■ EXERCISE OBJECTIVE ■
Find every line in the entries below that contains the string "utility", and copy each of those lines. Treat uppercase and lowercase letters as different.
### LISTED ENTRIES
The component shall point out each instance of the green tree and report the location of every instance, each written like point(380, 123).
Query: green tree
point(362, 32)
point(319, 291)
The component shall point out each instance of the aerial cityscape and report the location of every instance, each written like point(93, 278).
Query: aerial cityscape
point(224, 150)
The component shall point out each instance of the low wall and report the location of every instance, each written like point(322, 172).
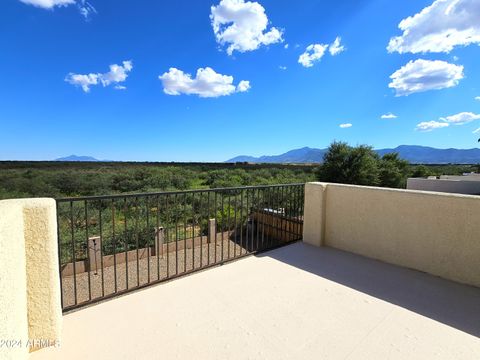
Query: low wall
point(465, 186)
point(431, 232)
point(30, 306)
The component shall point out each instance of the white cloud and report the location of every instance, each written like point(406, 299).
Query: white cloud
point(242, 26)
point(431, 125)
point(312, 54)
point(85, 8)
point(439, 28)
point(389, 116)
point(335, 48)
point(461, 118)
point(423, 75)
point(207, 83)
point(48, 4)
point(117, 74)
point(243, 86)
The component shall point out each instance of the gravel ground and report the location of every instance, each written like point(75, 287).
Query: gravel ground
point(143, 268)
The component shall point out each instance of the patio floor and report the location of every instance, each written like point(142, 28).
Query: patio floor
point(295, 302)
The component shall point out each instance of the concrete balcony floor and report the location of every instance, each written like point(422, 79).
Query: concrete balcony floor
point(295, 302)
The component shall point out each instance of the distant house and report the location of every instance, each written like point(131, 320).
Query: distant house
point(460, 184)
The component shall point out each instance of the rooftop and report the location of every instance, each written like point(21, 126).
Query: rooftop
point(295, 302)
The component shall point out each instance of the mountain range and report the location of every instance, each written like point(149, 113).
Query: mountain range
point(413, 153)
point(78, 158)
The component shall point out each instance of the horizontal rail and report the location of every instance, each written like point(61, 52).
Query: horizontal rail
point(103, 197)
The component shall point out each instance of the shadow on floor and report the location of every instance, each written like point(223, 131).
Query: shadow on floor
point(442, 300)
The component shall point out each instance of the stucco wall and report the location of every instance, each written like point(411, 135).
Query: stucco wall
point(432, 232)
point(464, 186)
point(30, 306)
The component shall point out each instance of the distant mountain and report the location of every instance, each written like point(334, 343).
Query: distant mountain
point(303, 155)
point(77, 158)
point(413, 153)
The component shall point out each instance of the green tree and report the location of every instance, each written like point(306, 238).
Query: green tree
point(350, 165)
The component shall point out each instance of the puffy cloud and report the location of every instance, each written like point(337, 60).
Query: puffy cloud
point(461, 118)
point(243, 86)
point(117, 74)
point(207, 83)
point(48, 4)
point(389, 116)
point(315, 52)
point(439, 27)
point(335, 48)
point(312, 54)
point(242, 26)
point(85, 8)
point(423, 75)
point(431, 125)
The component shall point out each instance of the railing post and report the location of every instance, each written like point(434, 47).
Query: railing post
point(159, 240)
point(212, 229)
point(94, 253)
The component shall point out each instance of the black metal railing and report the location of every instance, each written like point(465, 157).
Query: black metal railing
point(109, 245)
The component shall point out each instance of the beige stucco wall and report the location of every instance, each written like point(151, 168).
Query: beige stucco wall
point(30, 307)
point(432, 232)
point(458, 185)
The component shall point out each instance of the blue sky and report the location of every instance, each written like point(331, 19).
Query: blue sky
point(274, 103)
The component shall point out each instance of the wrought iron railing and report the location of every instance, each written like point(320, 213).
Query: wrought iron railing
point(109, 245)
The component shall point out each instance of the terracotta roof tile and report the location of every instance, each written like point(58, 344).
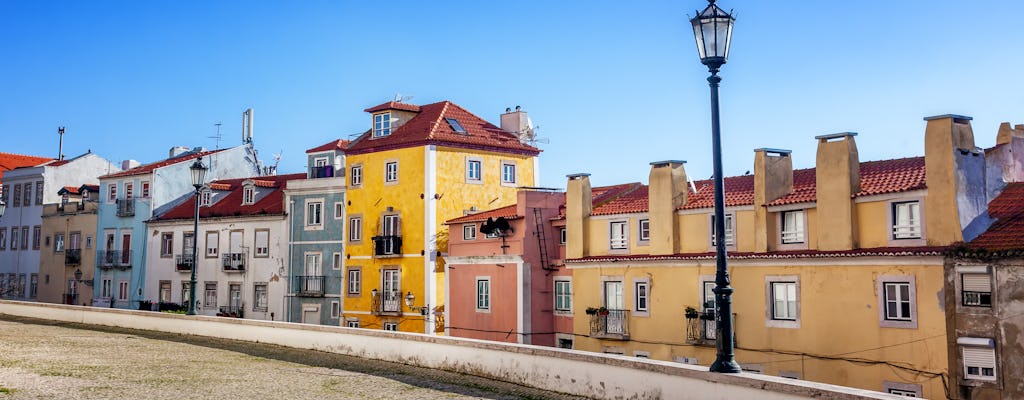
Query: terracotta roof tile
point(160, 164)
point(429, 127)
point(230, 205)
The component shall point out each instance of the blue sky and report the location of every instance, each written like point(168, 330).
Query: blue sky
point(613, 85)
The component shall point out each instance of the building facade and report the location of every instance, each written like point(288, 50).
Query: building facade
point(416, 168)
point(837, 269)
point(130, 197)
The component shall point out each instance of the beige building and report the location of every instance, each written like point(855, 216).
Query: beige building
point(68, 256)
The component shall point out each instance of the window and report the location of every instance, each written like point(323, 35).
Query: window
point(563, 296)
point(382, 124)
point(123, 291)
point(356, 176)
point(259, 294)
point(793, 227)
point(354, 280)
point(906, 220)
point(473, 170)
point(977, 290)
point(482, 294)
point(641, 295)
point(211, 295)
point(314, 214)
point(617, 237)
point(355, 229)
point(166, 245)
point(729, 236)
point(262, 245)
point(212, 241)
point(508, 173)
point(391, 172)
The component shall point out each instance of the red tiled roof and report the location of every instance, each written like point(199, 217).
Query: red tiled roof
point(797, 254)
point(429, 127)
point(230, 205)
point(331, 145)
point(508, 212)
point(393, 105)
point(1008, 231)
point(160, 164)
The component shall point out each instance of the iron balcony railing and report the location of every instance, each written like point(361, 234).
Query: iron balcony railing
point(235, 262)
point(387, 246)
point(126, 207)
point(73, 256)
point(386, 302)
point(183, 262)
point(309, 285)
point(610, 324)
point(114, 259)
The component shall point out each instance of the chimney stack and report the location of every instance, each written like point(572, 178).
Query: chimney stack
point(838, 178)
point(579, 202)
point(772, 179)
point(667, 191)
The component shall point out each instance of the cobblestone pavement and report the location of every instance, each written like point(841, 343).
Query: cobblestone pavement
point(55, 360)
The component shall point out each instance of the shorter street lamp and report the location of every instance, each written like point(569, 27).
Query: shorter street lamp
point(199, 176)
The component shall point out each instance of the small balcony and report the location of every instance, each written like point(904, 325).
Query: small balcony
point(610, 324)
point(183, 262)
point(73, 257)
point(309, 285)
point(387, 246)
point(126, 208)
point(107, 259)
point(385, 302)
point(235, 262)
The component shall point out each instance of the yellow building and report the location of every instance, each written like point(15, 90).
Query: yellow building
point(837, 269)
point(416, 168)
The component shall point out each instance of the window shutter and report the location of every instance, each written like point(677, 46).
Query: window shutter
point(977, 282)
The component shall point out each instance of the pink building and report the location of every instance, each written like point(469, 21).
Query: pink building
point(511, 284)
######
### LISTED ENTRIES
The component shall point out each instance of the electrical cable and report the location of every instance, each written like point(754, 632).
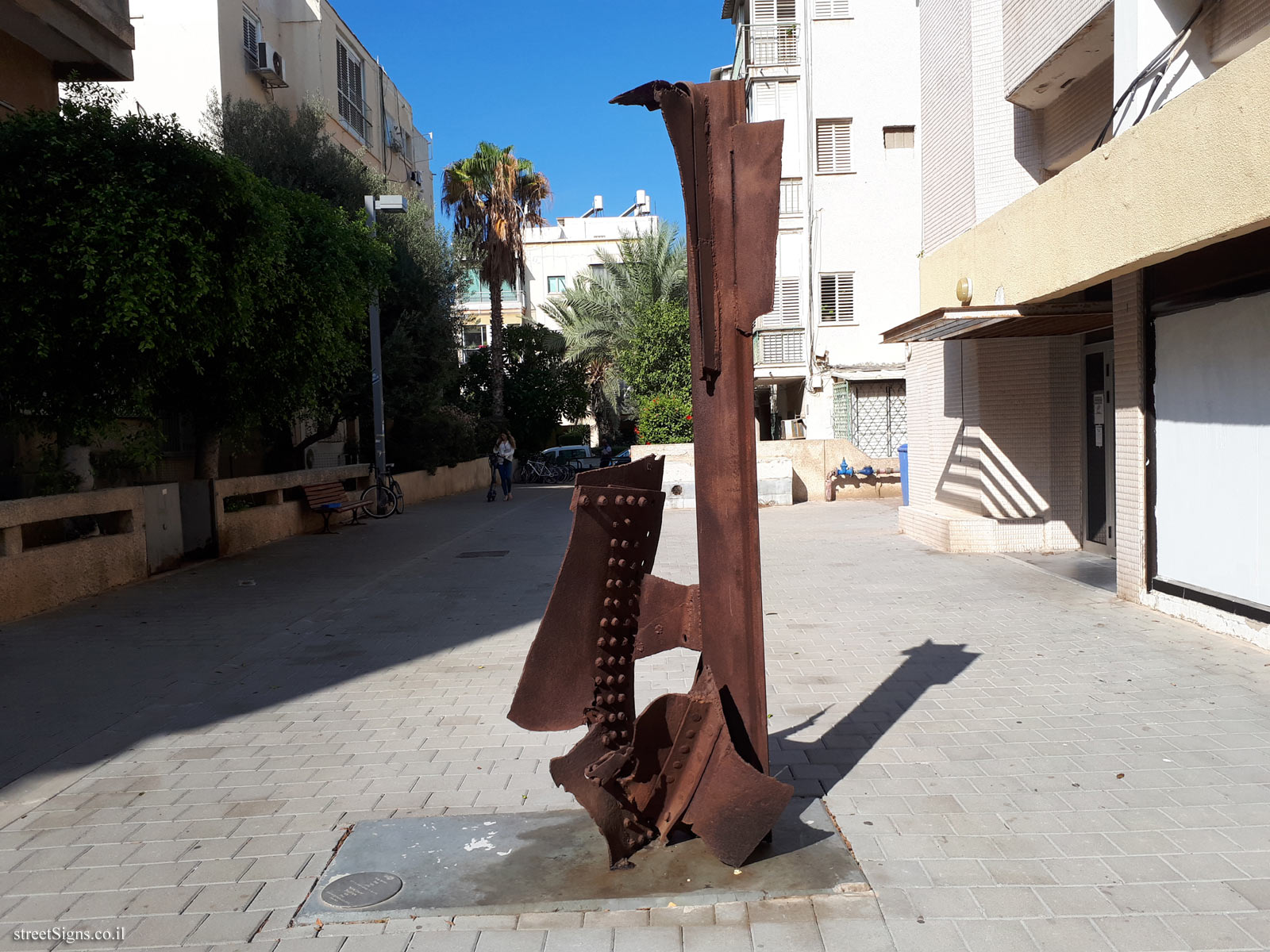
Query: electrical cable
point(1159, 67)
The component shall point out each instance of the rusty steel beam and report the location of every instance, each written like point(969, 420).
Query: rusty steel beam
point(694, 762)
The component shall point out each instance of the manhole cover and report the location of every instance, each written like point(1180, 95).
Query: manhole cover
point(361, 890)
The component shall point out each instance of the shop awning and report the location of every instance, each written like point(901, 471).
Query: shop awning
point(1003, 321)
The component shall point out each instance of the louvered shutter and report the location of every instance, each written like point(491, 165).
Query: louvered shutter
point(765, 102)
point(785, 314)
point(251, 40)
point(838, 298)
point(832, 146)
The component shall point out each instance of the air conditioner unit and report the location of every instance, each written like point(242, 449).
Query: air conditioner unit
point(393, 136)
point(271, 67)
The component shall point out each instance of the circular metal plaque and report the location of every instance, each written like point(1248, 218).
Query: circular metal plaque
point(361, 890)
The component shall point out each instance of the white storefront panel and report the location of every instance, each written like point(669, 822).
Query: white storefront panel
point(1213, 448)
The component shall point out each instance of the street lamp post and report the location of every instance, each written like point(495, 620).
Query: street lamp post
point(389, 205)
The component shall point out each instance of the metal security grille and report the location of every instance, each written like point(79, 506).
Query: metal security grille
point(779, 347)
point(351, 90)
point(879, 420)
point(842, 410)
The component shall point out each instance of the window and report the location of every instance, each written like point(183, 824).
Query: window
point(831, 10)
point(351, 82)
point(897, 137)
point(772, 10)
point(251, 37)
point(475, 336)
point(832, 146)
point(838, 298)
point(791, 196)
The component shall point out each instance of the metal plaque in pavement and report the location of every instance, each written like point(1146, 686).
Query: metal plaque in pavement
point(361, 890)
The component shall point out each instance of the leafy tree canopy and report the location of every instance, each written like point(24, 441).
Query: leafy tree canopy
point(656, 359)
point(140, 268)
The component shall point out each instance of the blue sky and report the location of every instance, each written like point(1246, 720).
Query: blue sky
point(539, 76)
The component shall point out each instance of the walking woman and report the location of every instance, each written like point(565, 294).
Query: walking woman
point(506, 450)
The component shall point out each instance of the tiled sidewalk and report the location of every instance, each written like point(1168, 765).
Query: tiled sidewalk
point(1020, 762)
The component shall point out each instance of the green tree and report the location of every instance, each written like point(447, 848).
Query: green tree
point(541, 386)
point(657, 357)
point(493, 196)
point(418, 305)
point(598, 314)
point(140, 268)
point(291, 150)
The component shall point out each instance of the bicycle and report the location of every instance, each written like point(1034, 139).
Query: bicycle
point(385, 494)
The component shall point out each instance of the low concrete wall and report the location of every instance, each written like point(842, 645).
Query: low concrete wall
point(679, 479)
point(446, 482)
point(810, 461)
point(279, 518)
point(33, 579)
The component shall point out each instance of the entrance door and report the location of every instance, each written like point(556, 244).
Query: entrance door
######
### LISTED ENTRIES
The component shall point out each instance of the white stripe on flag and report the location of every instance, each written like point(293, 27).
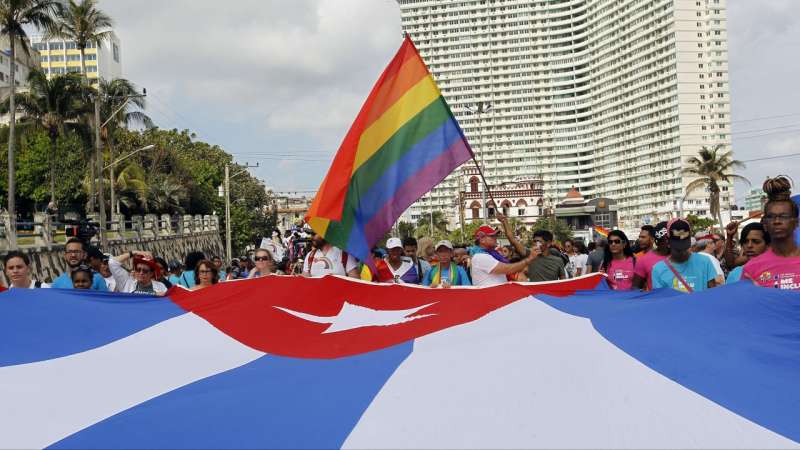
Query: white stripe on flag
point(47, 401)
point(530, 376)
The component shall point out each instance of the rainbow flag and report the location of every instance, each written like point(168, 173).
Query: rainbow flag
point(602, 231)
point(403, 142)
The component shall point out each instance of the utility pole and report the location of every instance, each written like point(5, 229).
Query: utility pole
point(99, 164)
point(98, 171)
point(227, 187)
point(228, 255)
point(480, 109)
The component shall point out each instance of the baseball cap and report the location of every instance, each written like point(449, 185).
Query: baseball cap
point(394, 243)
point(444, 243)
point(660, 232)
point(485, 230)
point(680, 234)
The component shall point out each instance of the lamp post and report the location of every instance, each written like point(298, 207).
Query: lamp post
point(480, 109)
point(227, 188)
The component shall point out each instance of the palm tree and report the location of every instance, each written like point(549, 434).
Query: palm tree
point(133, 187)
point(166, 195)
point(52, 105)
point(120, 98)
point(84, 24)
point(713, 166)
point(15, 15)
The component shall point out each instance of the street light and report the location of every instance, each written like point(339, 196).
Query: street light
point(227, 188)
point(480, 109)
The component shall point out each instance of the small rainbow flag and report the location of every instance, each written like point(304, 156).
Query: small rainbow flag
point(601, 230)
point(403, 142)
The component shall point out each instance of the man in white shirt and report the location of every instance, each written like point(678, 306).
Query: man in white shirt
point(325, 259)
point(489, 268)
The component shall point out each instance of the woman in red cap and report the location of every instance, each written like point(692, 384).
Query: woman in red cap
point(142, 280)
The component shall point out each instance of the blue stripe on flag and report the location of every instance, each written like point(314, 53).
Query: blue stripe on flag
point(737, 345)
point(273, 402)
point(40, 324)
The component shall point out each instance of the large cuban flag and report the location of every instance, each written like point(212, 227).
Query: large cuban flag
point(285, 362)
######
■ RESPONSE TO THE EXERCISE ■
The component shall point out each instance of the utility pole and report the location of every instance, each written like point(5, 229).
Query: utility pole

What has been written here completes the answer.